(Excerpted text)
==========
I just got back from the ER with E4 who is having a bout of croup. While I was sitting there, I had a lot of time to think, mostly about how our health care system works, or doesn’t depending on your point of view.
I knew going into the ER what we were dealing with because croup has a very distinctive sound, but since E4 was having a hard time moving air into his lungs, and since his lips were turning blue, I figured he couldn’t wait until tomorrow to see the pediatrician. Luckily, the hospital is close and we were able to be seen right away. The PA came in and had a listen to his chest and throat. He said, “yes, it sounds like croup to me. We’ll give him some humidified oxygen, and some oral steroids, and I’ll do a throat culture to make sure there isn’t an infection. He’ll be fine.” So, imagine my surprise when, about 10 minutes later, 2 x-ray techs came in to take E4 for a chest x-ray. “Really?” I asked. “Yeah,” one of them replied. “The PA just wants to make sure his lungs are clear.”
Now, I have no problem getting tests done if they are warranted, but the PA just got finished telling me that E4’s lungs sounded clear and he was pretty confident that it was croup and not pneumonia. What bothered me the most is that he just ordered the test and didn’t even mention it to me, so when the x-ray techs came in to wheel E4 away, I didn’t really have much say in the matter. I would much rather have had the PA discuss it with me before hand. I probably would have opted out, saving a chest x-ray for if his cough got worse.
I know a large part of it is that the PA was covering his butt because we live in a litigious society, but the other thing, the thing most people don’t think about, possibly the real reason that so many tests are run, is that money for health care is largely seen as someone else’s. People say, “well, my insurance will cover testing, so go ahead and run every test imaginable”. But in my case, insurance will only cover 80%. Which means I’ll end up paying 20% of the bill on a chest x-ray I’m not convinced was needed. If the PA had just talked to me about it, made me a partner in our health care decisions, we could have saved me, and my insurance company, a little money. Not to mention, we could have spared E4 (and me!) a hefty dose of unnecessary radiation.
I admit to being a huge socialist when it comes to health care. I honestly believe that we need to have a national system similar to that of Canada or the UK. That said, I also think it would help a whole lot, even within our current system, if, rather than being mindless consumers of health care, we became educated, active participants. And yes, I mean health professionals, too. If they were to stop treating patients like uneducated brainless idiots and actually had a conversation with them about their options and the reasons for doing things (or not doing things) I imagine we could make the health care system just a little less of a money pit.
The good news: E4 will be fine. I can hear him in the living room right now, fighting with his brother.
7 thoughts on “Adventures in Health Care”
==========
(Material supplied)
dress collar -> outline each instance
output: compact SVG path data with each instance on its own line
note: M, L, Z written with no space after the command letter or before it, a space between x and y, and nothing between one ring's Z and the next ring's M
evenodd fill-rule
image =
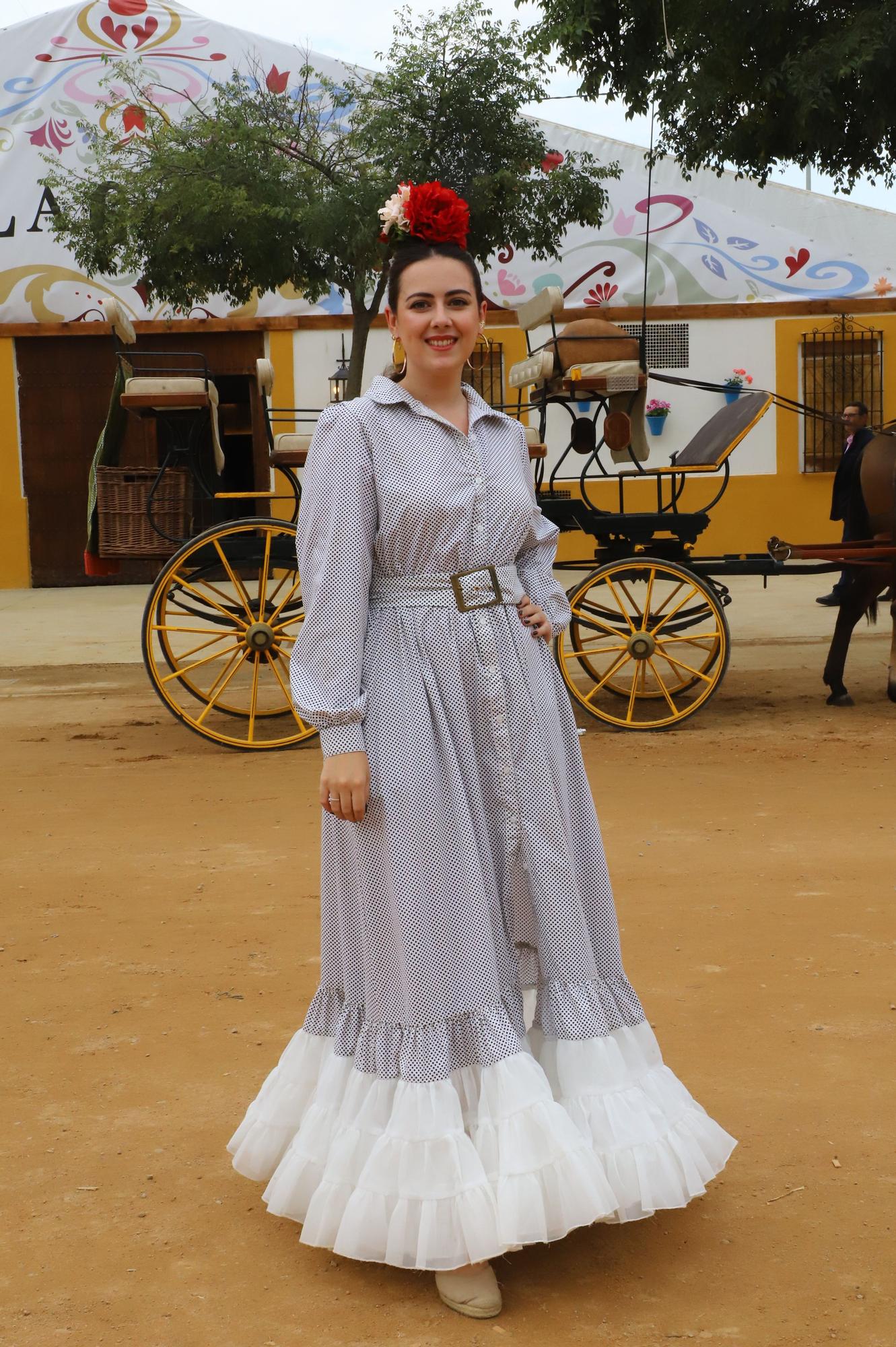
==========
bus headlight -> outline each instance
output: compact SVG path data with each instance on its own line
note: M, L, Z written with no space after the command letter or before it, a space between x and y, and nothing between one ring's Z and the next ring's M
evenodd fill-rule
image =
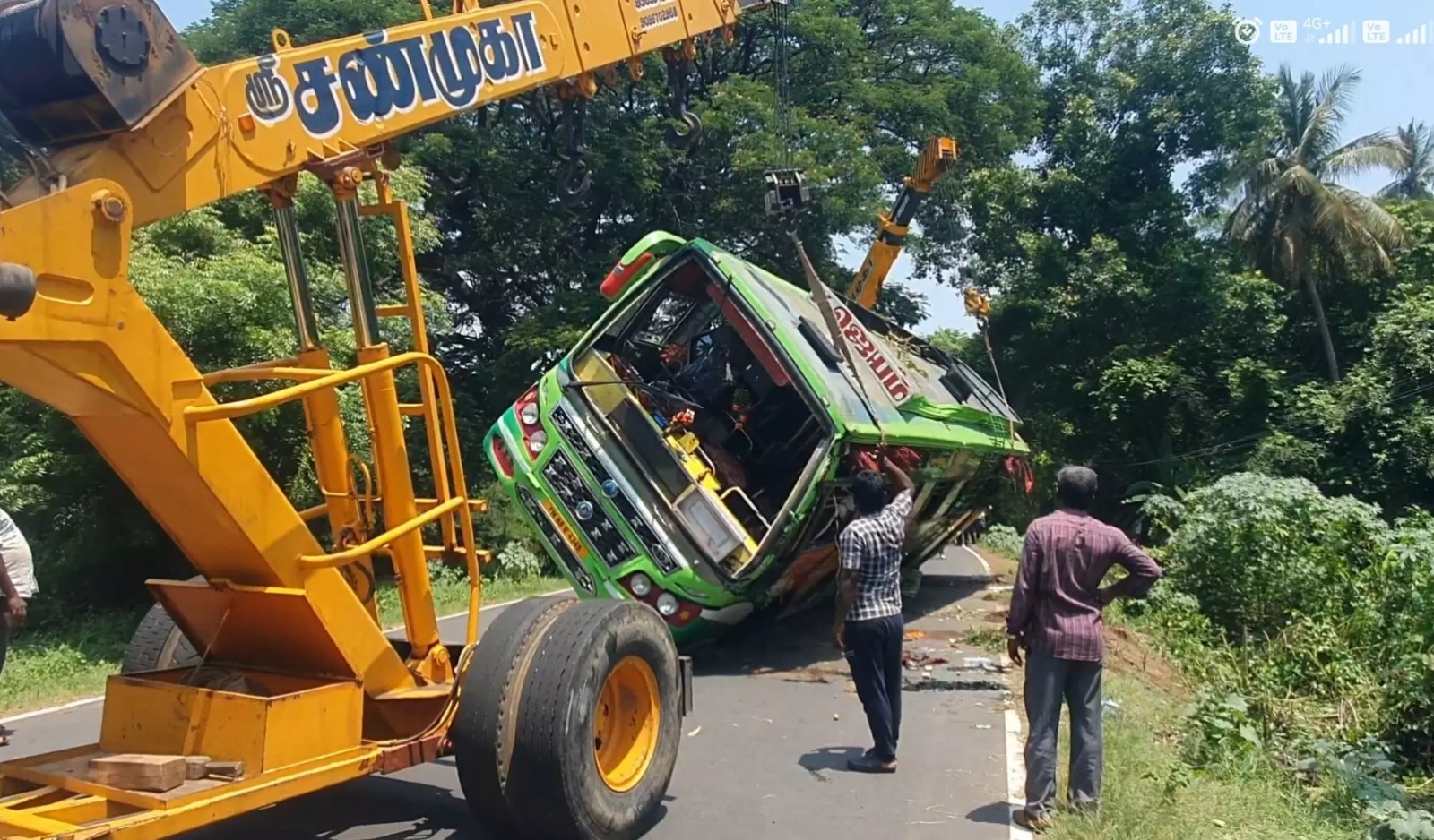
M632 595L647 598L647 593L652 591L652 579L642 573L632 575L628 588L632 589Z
==========
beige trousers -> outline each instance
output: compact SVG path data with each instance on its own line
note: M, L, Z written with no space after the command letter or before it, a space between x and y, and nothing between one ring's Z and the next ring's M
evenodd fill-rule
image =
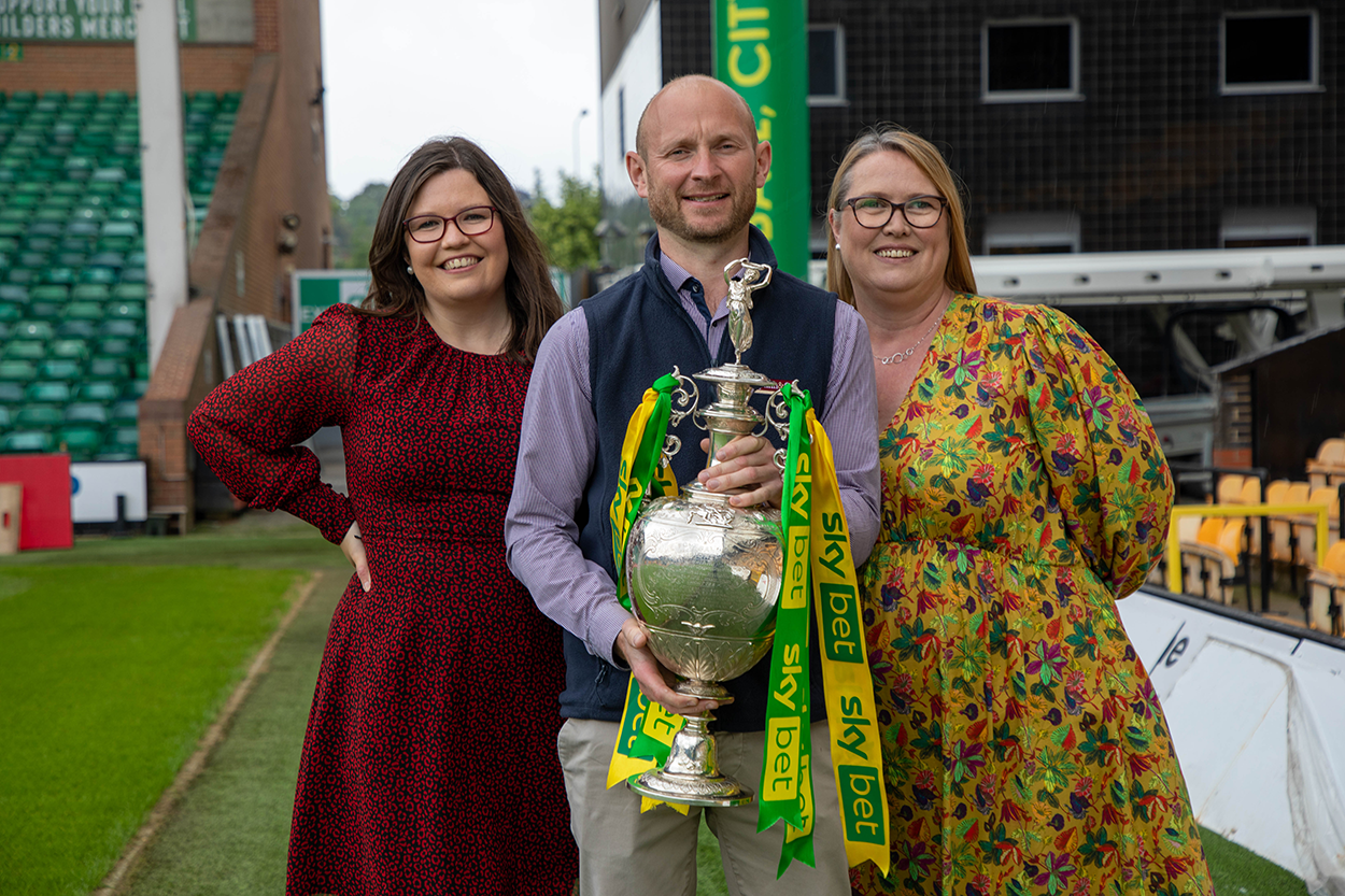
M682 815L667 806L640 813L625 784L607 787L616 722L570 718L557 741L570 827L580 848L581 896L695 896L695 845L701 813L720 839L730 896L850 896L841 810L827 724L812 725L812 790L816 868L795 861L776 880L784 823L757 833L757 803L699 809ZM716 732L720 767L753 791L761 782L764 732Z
==========
(Exercises to complete)
[1] In the post about the ER visit, what percentage of the bill does the writer's insurance cover?
[2] Resume the post about the ER visit for croup from the point where it stops.
The listing is separate material with no connection to the post about the ER visit.

(Expected responses)
[1] 80%

[2]
Poor E4! Maybe the unnecessary radiation will give him cool super powers when he’s older, though.
…also, I like how you had a camera with you on your trip to the emergency room.
why, why, why do those big huge beds have to make our babies look so very, very tiny???? lots of get better vibes from us to the big E! let me know if we can get anything for you guys so you don’t have to go out.
OMG Poor E4! Im glad hes ok. Otherwise, fucking doctors. another reason why he wanted that test? MORE MONEY. Fee for service, after all. fucking doctors should be sued for GOUGING, not only the patients (parents) but the insurance companies also. Litigious society or not, over-testing is a major part of the whole damn mess we have as it is.
Your blog is always so cool. Now face it. You love treasure hunting on the internet. ;-)
About the x-ray – you ALWAYS have a choice and can refuse. If that makes you a pain in the a%#, so be it. Then the PA will have to come back and discuss it with you.
I once had some persistent back pain. The physical therapist said he really thought it was muscle spasm but should see a specialist. The specialist did an x-ray, examined me and said it was a muscle spasm but ordered an MRI, just in case. I did not have the MRI as it was clear to me that it had been ordered to “cover butt”. (I’m fine)
I’m with Patty on this one. You will likely catch a medical professional completely by surprise when you do it, but you absolutely can tell them “no”. Medicine is a product or service just like any other. Most of us would not hesitate to tell a stylist “no” to highlights or a perm if we didn’t want them.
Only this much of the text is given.